[ENUNCIADO]
Devuelve literalmente el fragmento del texto sobre el vino que comienza en "Como toda industria" y termina en "los últimos años.".

[FUENTE]

Como toda industria primordialmente creativa, la del vino está cambiando constantemente, y da la impresión de que la velocidad de los cambios se ha acelerado en los últimos años.

La regla es que no hay reglas, parecen decir los expertos. O mejor dicho: hay una nueva regla y la regla es: cada quien haga lo que quiera. Es el triunfo del placer por encima de la nariz respingada, del vocabulario oscuro, de la estricta temperatura, de los precios impagables, del protocolo. (El resto del staff de Robb Report México estará de acuerdo conmigo: el protocolo del vino es odioso.) Una de las grandes nuevas libertades, que siempre estuvo ahí en realidad pero que parece nueva porque por fin salió del clóset, es la libertad del maridaje. Hay maridajes inesperados, chocantes, divertidos, arbitrarios.

[Registros]
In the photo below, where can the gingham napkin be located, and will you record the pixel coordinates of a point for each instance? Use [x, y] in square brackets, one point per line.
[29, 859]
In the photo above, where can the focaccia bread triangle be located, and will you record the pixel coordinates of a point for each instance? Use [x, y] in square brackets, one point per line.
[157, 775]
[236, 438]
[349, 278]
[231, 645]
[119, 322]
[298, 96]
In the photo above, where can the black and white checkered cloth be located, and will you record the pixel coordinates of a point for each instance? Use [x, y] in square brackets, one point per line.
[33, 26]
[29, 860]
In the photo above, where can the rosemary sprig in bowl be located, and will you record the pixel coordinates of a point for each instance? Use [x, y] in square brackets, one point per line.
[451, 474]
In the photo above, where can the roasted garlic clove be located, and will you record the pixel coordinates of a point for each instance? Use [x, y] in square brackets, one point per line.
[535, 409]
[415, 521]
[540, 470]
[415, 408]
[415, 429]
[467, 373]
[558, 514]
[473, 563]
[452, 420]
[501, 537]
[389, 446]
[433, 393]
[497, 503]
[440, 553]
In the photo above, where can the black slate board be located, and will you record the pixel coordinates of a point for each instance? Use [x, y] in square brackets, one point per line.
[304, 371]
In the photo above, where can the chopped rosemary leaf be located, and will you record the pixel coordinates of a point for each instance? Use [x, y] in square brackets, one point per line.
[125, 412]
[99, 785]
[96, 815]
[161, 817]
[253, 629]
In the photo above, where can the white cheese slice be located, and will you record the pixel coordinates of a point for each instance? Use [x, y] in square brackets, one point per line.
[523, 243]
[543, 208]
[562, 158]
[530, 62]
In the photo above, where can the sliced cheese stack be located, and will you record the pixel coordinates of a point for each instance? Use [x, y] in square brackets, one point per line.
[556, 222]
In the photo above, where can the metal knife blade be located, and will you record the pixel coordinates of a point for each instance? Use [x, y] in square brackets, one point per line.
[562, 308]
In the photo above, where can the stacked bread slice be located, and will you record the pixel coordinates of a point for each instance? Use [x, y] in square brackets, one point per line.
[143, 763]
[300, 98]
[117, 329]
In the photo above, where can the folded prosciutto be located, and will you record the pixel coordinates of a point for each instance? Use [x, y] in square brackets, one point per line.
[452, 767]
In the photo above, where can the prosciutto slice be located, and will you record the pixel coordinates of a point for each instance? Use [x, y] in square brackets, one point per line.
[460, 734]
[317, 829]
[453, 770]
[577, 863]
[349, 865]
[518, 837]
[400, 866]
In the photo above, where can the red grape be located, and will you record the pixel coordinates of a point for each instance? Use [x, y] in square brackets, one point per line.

[RESPUESTA]
Como toda industria primordialmente creativa, la del vino está cambiando constantemente, y da la impresión de que la velocidad de los cambios se ha acelerado en los últimos años.